What the exercise asks: Please pull out every line of the material below that contains the word "grass", copying each line in full. Case counts when matching.

Data for the task:
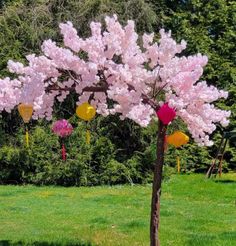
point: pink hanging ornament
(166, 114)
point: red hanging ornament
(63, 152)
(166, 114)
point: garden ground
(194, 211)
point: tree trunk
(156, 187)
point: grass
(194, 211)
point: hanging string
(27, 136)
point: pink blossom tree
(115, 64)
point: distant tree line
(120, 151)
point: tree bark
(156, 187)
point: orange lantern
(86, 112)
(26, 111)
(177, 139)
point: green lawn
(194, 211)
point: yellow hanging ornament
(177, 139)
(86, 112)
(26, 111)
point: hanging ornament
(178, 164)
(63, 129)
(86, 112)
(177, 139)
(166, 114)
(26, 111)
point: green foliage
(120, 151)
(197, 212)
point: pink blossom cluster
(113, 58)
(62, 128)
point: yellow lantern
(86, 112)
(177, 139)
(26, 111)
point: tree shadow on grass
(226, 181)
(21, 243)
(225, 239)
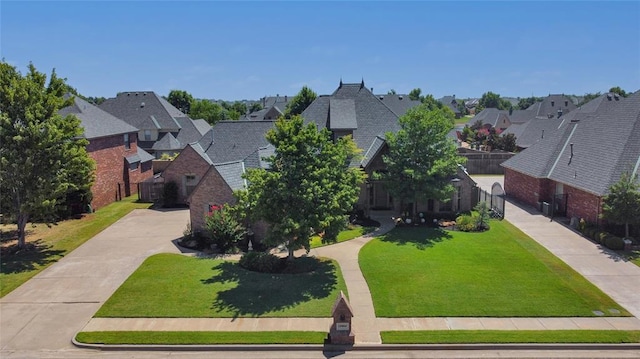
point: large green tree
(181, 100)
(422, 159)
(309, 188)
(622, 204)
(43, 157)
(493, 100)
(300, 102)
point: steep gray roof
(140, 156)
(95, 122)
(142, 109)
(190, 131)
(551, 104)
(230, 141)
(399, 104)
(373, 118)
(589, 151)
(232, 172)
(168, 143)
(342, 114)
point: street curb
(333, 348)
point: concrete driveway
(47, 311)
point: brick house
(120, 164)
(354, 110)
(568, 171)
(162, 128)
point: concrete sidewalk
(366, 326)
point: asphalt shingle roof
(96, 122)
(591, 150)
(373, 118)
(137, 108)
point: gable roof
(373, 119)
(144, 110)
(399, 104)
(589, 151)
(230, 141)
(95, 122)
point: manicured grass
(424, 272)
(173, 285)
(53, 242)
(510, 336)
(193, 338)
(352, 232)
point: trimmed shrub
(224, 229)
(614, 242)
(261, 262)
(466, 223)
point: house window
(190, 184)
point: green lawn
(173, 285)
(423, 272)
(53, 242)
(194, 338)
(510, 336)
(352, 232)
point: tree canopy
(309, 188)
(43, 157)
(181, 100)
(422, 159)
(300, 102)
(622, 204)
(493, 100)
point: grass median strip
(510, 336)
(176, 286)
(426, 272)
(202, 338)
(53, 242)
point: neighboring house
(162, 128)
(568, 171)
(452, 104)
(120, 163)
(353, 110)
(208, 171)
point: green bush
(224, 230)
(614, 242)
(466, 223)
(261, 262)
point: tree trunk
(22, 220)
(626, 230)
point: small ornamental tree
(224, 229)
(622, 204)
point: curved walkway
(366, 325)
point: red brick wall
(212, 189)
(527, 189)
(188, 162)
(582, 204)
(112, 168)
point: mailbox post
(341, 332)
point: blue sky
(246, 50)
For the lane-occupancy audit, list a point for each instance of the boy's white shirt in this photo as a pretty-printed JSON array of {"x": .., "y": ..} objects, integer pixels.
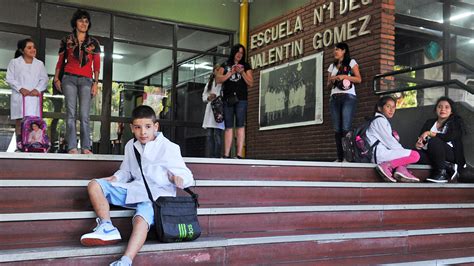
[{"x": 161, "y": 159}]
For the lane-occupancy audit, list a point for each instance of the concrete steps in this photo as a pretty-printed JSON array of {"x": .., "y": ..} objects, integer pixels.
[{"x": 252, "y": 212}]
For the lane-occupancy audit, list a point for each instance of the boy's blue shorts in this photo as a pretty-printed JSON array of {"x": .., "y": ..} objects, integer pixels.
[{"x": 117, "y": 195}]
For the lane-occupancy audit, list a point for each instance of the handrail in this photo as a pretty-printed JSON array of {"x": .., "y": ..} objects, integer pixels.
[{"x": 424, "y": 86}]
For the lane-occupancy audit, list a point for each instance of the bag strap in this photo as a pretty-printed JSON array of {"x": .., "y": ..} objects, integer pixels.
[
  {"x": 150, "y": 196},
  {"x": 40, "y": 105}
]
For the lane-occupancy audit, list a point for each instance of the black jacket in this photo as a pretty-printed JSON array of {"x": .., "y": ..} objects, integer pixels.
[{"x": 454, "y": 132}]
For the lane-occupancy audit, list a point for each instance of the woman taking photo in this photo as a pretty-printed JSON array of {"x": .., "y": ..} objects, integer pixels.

* * *

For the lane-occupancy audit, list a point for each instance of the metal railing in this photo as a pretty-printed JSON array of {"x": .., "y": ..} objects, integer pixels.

Task output:
point: grass
point: tree shadow on grass
point: manicured grass
point: grass median strip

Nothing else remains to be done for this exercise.